* BEGIN Supplied data *
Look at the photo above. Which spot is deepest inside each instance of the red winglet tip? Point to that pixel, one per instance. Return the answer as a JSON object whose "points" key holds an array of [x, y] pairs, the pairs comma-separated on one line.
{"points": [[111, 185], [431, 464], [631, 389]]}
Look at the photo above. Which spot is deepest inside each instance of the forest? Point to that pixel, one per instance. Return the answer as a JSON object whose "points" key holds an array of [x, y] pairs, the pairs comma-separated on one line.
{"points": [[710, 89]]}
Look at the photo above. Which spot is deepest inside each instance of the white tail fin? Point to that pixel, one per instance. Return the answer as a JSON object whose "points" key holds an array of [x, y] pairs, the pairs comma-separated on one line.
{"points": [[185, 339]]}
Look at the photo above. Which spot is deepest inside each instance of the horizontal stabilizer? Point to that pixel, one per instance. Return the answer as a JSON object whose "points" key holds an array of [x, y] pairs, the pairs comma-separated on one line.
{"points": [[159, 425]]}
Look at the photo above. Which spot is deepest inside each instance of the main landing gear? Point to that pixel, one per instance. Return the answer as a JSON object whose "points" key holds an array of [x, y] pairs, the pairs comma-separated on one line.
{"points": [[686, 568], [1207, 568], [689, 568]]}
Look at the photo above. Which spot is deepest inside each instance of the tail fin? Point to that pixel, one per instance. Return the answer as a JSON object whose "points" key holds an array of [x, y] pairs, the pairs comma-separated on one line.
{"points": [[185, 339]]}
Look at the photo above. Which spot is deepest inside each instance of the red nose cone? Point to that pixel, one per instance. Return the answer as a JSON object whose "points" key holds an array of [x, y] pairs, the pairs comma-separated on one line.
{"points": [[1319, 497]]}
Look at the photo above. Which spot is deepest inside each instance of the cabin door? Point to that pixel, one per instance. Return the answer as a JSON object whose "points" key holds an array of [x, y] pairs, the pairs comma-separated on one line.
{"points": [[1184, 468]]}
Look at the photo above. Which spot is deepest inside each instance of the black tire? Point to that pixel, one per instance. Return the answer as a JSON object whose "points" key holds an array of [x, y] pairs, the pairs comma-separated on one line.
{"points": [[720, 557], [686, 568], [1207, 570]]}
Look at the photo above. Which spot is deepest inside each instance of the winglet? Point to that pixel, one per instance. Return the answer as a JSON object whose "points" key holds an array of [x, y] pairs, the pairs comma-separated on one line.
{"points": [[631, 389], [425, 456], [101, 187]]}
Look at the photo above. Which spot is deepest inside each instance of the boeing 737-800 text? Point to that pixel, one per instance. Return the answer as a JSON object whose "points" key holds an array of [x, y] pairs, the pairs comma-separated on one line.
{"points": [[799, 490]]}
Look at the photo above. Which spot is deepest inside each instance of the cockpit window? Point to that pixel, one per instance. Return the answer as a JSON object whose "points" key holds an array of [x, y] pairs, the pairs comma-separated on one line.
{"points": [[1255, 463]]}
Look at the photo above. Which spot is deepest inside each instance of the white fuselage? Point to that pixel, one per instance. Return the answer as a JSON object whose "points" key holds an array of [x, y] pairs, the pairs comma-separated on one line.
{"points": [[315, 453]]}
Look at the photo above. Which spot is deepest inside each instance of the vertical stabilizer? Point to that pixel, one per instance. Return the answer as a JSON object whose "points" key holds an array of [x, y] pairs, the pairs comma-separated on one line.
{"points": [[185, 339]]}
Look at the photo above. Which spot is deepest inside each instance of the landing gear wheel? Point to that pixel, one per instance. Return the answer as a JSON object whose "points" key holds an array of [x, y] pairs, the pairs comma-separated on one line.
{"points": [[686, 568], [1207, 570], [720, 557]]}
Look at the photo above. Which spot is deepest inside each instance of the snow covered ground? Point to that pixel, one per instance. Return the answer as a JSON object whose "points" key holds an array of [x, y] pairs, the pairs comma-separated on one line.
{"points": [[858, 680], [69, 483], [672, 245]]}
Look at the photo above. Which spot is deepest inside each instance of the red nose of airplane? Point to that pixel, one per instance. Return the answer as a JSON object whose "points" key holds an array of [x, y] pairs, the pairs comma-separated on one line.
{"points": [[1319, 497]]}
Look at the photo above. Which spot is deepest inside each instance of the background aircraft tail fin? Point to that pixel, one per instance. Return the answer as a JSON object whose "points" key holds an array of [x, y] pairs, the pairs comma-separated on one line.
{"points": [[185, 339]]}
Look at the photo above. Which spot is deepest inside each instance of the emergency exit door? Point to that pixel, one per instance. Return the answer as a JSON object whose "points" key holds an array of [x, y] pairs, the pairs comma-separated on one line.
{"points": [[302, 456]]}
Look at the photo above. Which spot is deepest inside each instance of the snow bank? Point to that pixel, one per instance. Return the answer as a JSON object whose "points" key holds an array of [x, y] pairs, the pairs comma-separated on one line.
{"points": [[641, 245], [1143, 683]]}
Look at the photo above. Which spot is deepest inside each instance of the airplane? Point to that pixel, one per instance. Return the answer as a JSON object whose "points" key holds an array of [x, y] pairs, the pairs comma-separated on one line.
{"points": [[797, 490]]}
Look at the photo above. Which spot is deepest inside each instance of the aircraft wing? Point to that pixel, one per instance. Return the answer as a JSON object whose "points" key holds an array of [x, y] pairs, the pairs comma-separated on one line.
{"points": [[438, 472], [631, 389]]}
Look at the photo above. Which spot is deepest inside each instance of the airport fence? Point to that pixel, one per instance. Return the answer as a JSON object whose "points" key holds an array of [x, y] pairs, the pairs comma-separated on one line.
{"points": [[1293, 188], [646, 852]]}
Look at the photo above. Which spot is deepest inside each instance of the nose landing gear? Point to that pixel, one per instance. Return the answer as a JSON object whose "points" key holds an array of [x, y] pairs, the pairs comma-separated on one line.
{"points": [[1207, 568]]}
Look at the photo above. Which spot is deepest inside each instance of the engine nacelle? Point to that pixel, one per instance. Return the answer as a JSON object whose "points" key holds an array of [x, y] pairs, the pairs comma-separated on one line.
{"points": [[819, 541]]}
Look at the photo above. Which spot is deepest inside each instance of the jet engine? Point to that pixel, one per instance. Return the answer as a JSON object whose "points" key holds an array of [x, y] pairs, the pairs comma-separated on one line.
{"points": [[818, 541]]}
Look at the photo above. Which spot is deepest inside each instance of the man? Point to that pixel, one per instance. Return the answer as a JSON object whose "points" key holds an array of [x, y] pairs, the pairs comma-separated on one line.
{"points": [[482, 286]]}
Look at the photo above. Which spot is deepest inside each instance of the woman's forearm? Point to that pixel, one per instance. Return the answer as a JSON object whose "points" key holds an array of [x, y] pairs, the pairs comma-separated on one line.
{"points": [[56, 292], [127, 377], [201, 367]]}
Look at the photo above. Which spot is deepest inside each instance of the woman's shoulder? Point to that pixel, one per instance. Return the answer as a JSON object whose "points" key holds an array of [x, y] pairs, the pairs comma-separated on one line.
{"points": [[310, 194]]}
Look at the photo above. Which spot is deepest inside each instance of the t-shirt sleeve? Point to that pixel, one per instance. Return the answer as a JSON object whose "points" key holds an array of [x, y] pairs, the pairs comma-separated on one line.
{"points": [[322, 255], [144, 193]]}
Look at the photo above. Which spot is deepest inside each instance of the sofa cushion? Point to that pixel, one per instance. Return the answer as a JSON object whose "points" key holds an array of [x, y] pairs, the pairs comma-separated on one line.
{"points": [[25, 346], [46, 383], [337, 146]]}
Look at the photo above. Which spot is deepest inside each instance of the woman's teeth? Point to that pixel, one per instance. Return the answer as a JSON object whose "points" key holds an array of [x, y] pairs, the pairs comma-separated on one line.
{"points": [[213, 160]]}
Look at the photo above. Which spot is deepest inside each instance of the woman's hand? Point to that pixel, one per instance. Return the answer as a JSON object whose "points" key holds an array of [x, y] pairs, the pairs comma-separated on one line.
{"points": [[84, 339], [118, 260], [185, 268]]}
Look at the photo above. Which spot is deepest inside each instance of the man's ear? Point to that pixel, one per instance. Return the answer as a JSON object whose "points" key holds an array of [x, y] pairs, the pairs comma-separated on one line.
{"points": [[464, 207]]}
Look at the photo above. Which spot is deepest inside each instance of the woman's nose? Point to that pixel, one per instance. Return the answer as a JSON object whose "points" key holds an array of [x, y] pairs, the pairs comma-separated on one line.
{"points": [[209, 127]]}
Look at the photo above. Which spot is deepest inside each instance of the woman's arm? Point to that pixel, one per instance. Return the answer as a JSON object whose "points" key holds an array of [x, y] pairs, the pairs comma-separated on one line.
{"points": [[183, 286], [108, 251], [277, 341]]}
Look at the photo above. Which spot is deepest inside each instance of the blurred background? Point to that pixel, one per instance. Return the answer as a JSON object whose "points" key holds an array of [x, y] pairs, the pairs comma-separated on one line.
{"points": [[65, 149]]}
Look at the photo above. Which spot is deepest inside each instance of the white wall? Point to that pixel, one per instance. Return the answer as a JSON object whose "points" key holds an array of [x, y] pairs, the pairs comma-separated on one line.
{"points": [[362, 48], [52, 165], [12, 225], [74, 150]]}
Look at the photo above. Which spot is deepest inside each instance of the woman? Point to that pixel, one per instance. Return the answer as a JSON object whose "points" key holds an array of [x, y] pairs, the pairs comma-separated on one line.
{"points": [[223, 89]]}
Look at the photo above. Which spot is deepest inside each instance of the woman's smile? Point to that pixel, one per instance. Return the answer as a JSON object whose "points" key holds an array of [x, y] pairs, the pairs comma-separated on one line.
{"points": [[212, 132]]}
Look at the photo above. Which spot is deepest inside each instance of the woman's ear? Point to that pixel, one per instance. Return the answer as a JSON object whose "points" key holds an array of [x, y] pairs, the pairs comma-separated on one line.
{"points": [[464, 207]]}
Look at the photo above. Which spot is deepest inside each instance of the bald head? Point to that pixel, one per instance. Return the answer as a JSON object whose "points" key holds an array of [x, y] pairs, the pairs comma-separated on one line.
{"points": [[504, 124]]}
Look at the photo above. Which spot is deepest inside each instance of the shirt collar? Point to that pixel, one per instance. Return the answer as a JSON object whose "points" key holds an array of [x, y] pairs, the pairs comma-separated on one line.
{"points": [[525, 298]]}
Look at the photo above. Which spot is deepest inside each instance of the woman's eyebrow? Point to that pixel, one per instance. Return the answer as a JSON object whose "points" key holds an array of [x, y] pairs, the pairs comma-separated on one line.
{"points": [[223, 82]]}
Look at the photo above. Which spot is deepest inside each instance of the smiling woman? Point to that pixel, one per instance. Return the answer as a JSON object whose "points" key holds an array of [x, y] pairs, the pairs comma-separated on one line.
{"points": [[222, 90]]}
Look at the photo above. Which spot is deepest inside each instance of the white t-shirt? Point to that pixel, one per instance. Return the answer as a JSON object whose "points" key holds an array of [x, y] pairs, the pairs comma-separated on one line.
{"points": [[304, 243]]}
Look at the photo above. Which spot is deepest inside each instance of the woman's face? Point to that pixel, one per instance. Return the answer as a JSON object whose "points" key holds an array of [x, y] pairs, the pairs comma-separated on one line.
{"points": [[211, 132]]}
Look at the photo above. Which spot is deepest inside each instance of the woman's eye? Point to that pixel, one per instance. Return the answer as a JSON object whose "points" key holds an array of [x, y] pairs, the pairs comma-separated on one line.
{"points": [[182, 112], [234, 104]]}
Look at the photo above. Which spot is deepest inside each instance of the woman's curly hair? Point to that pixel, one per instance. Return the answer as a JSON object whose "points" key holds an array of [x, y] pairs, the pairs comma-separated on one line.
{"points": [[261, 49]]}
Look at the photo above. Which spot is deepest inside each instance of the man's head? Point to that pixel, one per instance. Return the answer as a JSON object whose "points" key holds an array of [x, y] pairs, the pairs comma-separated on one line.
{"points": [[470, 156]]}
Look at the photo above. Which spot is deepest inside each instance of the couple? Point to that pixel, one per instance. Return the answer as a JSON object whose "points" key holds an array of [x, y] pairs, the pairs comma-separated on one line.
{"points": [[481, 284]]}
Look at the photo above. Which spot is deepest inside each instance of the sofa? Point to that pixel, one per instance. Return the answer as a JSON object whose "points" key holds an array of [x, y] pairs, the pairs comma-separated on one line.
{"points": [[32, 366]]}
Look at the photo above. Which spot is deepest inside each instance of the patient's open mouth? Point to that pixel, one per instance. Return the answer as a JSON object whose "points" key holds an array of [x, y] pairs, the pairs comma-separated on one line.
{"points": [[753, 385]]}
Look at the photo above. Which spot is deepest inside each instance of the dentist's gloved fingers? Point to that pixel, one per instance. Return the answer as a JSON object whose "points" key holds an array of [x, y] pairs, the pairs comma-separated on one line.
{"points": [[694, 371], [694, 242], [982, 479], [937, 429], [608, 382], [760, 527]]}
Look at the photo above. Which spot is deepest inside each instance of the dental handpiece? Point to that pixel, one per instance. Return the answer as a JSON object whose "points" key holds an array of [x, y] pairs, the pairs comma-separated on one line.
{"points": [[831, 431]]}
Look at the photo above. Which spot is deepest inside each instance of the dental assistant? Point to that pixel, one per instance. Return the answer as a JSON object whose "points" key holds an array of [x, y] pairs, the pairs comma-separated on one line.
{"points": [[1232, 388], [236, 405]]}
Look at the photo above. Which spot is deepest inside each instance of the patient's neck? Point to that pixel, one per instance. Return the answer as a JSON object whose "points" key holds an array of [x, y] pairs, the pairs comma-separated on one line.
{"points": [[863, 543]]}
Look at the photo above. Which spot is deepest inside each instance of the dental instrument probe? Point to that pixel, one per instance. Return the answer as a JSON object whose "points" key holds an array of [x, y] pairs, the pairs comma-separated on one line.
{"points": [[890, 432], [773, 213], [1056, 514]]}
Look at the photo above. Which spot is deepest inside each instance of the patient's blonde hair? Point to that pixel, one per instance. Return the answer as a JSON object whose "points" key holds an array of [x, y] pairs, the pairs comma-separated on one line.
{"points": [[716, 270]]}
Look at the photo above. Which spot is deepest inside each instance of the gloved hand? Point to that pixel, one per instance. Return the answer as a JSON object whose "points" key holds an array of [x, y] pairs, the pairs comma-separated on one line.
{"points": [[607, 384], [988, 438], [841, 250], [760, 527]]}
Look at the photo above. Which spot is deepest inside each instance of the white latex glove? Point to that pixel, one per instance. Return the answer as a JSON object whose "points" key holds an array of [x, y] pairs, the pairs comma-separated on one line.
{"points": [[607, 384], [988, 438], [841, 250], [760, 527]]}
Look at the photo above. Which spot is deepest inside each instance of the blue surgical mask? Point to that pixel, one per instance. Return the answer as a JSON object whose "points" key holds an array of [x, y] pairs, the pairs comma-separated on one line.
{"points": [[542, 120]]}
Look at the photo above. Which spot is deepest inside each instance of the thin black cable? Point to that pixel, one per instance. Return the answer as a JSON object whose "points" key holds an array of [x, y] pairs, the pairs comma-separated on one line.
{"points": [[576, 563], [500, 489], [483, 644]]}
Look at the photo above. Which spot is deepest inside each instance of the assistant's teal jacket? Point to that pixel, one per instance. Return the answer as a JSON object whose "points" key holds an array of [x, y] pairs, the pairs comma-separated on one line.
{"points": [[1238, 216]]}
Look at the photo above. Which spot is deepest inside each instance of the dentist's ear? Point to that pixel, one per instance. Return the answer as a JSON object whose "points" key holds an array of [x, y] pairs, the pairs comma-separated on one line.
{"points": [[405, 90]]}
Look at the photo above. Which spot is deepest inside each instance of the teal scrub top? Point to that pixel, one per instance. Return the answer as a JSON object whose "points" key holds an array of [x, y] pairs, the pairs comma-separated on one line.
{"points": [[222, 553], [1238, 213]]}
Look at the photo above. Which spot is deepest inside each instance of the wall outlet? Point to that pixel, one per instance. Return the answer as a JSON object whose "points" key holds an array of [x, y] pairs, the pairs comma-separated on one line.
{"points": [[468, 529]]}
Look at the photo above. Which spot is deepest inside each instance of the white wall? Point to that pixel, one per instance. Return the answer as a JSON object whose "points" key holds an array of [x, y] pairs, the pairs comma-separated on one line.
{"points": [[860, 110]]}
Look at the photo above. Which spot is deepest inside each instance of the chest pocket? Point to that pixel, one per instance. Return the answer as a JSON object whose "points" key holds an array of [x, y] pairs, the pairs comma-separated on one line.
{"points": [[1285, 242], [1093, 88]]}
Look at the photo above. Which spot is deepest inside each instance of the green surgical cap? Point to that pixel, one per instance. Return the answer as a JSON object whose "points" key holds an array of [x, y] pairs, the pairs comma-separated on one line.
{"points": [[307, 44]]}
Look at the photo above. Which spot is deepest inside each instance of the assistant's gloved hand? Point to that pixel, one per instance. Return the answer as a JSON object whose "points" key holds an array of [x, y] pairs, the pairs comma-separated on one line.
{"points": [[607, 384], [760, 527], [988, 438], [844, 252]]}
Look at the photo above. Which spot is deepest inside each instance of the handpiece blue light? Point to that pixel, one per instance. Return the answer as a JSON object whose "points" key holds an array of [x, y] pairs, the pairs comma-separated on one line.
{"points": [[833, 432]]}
* END Supplied data *
Everything from the line containing "of the teal" to the last line of the entries above should be quoted exactly, and only that.

Task solution:
Look at the photo above. Which spot is deepest inside each instance of the teal scrub top? Point to that pixel, one per instance. Return the answer as a JSON object whose "points" key holds an array of [x, y] pairs, the pairs comma-separated on one line.
{"points": [[222, 553], [1238, 213]]}
Look at the photo above. Which spot is deepest inside each instance of the wall outlet? Point to that pixel, one per instance. Return the answer as a JSON object whose "points" key holds an array of [x, y] pairs, the pairs comma-separated on one line.
{"points": [[468, 529]]}
Look at the photo above. Which spot is deepest inside each instance of the white wall? Point to that pixel, one per instance. Return the answer as a JSON object whose "points" key holds an array of [x, y] pairs, the pairs comma-separated on one line.
{"points": [[860, 110]]}
Look at the photo above. Which spot is deepest inside each instance of the chest pocket? Point to that pixel, one per instance. Return the answer as a JSON object whose "points" key holds an array of [x, y] pairs, the pairs comma-separated on one line.
{"points": [[1285, 242], [1093, 88]]}
Look at the photo above. Which spot is deepest inside each instance of the green surgical cap? Point to that pixel, one per instance. Return the answer as a JSON object whose "points" key holds an array of [x, y] pairs, the pairs comma-separated on one line.
{"points": [[307, 44]]}
Look at the photo above. Which spot is deepest inside each instance of the assistant's gloved hand? Point to that pixel, one per instance. Return the answer as a JSON object whose "points" key holds an array of [x, y] pairs, the pairs comma-separated on one line.
{"points": [[607, 384], [760, 527], [988, 438], [844, 252]]}
Look at the photo above. Which spot is deepest inside each instance of the handpiece blue light? Point to that pixel, one per instance. Return the answer as a JSON object whose "points" key holds an array of [x, y] pairs, the pairs comma-separated on one line.
{"points": [[833, 432]]}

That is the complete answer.